Collaboration 1: UIUC: Improved Molecular Modeling and Rendering

Superoxide Dismutase molecule rendered with a point light source.

CISMM and the Resource for Macromolecular Modeling and Bioinformatics at the University of Illinois at Urbana-Champaign have shared code, ideas, and information informally for several years (for example, the UIUC Visual Molecular Dynamics (VMD) program forms the largest user group for the UNC Virtual-Reality Peripheral Network (VRPN) library, and exact fast sphere-rendering techniques developed by the UNC Resource are being used in the UIUC VMD program). Recently, our collaboration has become more formal, with UIUC being a primary user to test the scalability of UIUCs NAMD codes on UNC’s BASS GPU supercomputer.

Collaborators: Jim Phillips and John Stone, Senior Research Programmers, University of Illinois at Urbana-Champaign.

Data extract →
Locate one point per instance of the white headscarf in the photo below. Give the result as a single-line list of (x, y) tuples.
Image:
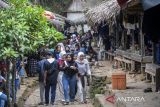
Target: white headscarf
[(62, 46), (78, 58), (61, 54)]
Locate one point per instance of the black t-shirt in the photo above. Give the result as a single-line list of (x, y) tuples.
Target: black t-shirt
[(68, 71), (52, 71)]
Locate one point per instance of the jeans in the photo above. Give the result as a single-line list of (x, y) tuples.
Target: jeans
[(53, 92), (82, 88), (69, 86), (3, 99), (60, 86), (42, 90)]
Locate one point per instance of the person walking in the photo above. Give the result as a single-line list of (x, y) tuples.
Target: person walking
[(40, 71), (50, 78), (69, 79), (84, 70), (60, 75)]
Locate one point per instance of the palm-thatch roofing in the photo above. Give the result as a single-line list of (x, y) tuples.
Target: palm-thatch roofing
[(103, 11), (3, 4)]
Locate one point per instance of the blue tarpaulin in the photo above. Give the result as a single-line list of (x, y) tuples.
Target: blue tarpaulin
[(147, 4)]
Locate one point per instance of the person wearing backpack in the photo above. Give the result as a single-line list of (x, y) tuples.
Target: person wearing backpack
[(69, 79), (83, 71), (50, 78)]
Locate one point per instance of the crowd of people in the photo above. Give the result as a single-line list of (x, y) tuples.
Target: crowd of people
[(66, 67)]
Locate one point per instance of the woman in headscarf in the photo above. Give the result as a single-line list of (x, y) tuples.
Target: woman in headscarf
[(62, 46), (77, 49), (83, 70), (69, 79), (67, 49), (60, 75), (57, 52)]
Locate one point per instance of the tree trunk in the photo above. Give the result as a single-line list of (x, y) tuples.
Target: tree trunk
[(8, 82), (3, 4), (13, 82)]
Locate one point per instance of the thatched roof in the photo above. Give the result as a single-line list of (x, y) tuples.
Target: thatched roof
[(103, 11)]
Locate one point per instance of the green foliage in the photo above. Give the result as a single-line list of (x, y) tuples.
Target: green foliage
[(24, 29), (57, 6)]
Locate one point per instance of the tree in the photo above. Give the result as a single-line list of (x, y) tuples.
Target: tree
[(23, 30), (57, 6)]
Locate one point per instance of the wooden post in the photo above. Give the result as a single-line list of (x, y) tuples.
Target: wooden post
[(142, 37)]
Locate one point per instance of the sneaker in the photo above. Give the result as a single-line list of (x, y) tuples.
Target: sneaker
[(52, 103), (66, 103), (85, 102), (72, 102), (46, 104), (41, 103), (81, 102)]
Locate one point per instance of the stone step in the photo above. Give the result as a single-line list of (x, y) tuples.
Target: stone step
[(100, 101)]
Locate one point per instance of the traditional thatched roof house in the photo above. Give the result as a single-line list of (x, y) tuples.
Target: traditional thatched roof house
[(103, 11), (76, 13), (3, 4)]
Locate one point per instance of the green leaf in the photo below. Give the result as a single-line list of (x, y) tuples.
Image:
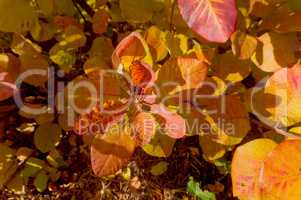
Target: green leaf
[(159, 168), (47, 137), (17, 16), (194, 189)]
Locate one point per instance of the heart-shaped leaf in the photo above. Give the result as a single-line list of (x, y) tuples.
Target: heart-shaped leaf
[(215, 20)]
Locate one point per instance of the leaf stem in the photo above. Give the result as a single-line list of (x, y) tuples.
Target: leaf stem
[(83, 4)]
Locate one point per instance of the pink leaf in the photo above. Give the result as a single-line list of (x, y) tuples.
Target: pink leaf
---
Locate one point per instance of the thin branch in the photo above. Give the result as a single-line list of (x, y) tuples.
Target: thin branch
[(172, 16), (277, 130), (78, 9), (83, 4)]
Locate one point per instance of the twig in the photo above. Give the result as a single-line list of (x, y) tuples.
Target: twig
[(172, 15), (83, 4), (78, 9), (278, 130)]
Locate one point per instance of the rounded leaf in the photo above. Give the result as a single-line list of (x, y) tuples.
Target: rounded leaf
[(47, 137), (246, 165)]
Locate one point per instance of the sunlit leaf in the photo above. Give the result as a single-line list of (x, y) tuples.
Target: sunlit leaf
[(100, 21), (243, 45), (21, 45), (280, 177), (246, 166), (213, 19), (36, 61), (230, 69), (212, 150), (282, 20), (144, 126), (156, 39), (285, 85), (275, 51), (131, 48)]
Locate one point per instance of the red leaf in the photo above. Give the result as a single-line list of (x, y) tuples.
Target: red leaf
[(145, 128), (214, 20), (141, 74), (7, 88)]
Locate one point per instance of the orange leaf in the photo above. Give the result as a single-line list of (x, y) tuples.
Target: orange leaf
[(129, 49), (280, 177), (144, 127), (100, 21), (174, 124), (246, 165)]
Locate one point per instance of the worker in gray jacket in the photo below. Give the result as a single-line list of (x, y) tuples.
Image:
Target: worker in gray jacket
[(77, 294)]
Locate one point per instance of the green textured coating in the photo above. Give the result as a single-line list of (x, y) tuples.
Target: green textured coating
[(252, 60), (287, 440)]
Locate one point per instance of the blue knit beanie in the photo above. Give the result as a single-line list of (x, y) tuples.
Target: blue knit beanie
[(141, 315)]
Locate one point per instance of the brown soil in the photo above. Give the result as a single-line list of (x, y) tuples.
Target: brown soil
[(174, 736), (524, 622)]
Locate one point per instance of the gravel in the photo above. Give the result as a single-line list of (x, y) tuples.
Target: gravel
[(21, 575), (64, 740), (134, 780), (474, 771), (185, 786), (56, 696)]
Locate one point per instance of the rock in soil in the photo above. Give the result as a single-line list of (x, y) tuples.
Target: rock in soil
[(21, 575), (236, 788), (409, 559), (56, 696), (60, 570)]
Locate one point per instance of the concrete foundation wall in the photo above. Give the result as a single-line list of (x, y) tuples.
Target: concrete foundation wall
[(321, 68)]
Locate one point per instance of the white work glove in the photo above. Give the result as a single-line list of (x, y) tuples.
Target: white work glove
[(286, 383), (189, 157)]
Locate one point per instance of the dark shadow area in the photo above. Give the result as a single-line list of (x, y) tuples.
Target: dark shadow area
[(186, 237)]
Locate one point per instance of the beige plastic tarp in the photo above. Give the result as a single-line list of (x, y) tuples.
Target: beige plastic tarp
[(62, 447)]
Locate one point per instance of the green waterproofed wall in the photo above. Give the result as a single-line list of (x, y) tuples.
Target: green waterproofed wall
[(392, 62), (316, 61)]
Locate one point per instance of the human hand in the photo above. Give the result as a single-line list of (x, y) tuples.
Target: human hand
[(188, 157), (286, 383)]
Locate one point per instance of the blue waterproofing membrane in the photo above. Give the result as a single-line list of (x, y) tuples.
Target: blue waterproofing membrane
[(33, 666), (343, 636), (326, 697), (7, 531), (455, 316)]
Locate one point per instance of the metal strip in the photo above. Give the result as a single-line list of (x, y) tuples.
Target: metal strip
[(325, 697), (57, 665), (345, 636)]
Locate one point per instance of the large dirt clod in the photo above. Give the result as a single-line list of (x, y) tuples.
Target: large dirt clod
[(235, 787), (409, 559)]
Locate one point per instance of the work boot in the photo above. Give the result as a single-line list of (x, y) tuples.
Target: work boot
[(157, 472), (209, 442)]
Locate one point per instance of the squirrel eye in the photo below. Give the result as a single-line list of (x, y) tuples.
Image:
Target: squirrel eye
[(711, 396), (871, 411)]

Tasks to complete →
[1] Quote the passage in the UIUC collaboration text that opens with the words containing "CISMM and the" and closes with "BASS GPU supercomputer.".
[2] Continue the text about the UIUC molecular modeling collaboration from the point where it stops.

Per-task outputs →
[1]
CISMM and the Resource for Macromolecular Modeling and Bioinformatics at the University of Illinois at Urbana-Champaign have shared code, ideas, and information informally for several years (for example, the UIUC Visual Molecular Dynamics (VMD) program forms the largest user group for the UNC Virtual-Reality Peripheral Network (VRPN) library, and exact fast sphere-rendering techniques developed by the UNC Resource are being used in the UIUC VMD program). Recently, our collaboration has become more formal, with UIUC being a primary user to test the scalability of UIUCs NAMD codes on UNC’s BASS GPU supercomputer.

[2]
Collaboration Aims

• Aim 1: Scaling GPU- and MPI-based NAMD. The NAMD scalable molecular dynamics code has been ported to run on multiple high-end graphics processor units (GPUs). UIUC is investigating ways to scale performance on the BASS Infiniband-connected system with 180 GPUs.
• Aim 2: Inexpensive, improved-quality haptic interface for VMD. Novint has recently released its Falcon 3D force-feedback interaction device. At $190, this device is quite affordable. UNC is working to provide a VRPN driver for this product and also a smoother haptic coupling model between VMD and force display.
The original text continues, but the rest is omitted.